- [Excerpted passage]
>> Begin
Sunday, July 17, 2016

"Mandating V2V Connectivity Is a Waste of Time"

Ronald Bailey, Science Correspondent, Reason magazine (adapted from "Will Politicians Block Our Driverless Future," Reason.com, June 18, 2016)

There are two "equally important components that will determine the future of autonomous vehicles," Lyft's vice president for government relations, Joseph Okpaku said at a March Senate Commerce Committee hearing. "The first is the interaction of everyday people with these new vehicles, and the second is the much more unpredictable interface of government with this entirely new transportation resource."

University of Texas engineer Kara Kockelman notes that traditional automakers tend to "see the transition to self-driving as a very natural, very normal process adding over time features like GPS, adaptive cruise control, cameras, lane-keeping-assist systems, dedicated short-range communication, and so forth." Such semi-autonomous vehicles can safely operate only in predictable traffic environments, so some manufacturers are suggesting that dedicated additional infrastructure, such as separate highway lanes, be built for them.

But "special lanes are a bad idea," says Kockelman. "They would be incredibly expensive and constraining." Planners, politicians, and regulators may think that establishing dedicated infrastructure for self-driving cars is helpful, but autonomous vehicle pioneer Brad Templeton notes that "such rules could easily lead to them not being allowed in ordinary lanes."
>> End
- [Supplied information]
>> Begin
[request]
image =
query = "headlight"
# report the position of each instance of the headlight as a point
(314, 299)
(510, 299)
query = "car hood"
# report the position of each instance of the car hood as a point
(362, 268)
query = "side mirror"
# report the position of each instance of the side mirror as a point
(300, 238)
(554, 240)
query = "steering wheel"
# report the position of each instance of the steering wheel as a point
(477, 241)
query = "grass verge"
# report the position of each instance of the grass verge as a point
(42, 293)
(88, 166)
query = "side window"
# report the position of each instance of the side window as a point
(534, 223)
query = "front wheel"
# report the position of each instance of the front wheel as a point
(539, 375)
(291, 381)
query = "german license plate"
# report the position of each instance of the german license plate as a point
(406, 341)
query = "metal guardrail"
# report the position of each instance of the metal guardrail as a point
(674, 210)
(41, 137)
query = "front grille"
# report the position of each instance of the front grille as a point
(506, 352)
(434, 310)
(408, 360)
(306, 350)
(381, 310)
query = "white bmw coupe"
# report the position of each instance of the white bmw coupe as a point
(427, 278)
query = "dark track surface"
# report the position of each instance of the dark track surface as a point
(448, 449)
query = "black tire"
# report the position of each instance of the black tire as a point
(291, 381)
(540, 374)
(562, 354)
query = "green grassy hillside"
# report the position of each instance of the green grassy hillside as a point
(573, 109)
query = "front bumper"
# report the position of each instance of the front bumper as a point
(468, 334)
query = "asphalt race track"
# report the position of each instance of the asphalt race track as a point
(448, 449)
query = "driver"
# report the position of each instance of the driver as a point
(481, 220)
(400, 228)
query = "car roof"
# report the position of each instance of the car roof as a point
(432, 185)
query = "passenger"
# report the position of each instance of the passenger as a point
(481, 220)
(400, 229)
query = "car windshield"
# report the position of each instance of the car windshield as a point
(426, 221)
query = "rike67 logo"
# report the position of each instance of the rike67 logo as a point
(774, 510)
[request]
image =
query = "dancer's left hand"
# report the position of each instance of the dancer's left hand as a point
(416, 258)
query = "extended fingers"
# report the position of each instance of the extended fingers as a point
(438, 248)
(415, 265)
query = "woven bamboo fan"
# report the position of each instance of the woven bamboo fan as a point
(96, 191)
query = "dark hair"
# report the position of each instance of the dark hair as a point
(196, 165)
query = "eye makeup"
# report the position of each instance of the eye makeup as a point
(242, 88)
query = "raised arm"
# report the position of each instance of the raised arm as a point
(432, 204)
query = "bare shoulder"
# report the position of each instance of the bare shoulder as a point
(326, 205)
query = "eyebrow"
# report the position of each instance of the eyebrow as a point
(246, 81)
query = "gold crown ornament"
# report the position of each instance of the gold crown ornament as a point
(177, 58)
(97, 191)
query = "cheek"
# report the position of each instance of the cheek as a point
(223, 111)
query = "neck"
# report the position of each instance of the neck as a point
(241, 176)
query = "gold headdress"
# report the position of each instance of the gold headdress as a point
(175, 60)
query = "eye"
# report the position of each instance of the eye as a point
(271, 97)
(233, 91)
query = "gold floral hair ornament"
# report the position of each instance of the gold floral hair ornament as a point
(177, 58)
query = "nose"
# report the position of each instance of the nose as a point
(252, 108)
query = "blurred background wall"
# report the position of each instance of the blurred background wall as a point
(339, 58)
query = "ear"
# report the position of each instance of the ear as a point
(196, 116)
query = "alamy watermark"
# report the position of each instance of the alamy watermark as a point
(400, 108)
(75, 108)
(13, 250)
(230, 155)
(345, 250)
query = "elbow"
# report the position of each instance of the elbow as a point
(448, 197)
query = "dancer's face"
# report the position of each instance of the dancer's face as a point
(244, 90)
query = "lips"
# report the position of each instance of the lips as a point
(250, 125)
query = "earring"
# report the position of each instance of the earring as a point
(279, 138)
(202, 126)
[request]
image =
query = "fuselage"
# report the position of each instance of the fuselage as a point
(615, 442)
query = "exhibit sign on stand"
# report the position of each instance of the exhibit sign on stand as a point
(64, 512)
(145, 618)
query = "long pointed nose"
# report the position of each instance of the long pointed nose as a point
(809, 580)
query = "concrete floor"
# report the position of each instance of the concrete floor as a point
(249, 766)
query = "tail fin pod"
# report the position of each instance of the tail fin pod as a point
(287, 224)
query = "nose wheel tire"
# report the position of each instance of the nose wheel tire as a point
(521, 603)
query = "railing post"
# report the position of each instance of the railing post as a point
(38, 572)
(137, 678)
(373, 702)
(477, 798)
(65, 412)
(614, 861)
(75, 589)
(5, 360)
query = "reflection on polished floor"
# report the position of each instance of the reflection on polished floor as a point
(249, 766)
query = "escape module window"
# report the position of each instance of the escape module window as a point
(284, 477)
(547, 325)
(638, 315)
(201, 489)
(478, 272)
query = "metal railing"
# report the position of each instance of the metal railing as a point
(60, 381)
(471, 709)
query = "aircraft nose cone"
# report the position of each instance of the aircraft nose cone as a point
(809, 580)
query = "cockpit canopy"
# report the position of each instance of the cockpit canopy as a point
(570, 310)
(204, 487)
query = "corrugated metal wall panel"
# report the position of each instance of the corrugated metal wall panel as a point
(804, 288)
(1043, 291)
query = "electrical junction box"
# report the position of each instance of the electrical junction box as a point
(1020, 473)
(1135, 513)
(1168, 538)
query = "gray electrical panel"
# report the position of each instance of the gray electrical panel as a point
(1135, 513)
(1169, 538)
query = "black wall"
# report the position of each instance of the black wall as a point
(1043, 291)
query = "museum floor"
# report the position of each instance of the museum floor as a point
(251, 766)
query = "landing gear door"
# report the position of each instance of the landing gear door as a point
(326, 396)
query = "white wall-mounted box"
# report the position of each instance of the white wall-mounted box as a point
>> End
- [Work to do]
1. Return the passage of the driverless-car article that begins at the words "Sunday, July 17, 2016" and stops after "June 18, 2016)".
2. According to the driverless-car article, why are some manufacturers suggesting that separate highway lanes be built for semi-autonomous vehicles?
3. Extend the driverless-car article, picking up after its final sentence.

- [Exercise results]
1.
Sunday, July 17, 2016

"Mandating V2V Connectivity Is a Waste of Time"

Ronald Bailey, Science Correspondent, Reason magazine (adapted from "Will Politicians Block Our Driverless Future," Reason.com, June 18, 2016)

2. The article says semi-autonomous vehicles can safely operate only in predictable traffic environments. That limitation leads some manufacturers to suggest dedicated infrastructure such as separate highway lanes.

3.
Kockelman argues that semi-autonomous vehicles, or what NHTSA calls "limited self-driving automation," present a big safety problem. With these so-called Level 3 vehicles, drivers cede full control to the car for the most part, but must be ready at all times to take over if something untoward occurs. The problem is that such semi-autonomous cars travel along safely 99 percent of the time, allowing the attention of their bored drivers to falter. In an August 2015 study, NHTSA reported that depending on the on-board alert, it took drivers as long as 17 seconds to regain manual control of the semi-autonomous car. "The radical change to full automation is important," argues Kockelman. "Level 3 is too dangerous. We have to jump over that to Level 4 full automation, and most manufacturers don't want to do that. They want protection; they want baby steps; they want special corridors. They won't get that."

Consequently, the first law of the robocar revolution, according to Templeton, is that "you don't change the infrastructure." Whatever functionality is needed to drive safely should be on board each individual vehicle. "Just tell the software people that this is the road you have to drive on, and let them figure it out," Templeton says. "Everything you must do is in the software, or you lose." Some self-driving shuttles confined to specific areas—airports, pedestrian malls, colleges campuses—will be deployed, but they are not the future of this technology.

Another infrastructure mistake would be mandating the deployment of "smart roadside infrastructure," such as traffic lights and sensors to monitor conditions like icing on bridges and communicate the information via radio to autonomous cars. In 2015, Sens. Debbie Stabenow (D, MI), Gary Peters (D, MI), and Lamar Alexander (R-TN) embraced this idea when they introduced the Vehicle Innovation Act, which included spending more than $300 million on various favored tech, including vehicle-to-vehicle (V2V) and vehicle-to-infrastructure (V2I) communications systems.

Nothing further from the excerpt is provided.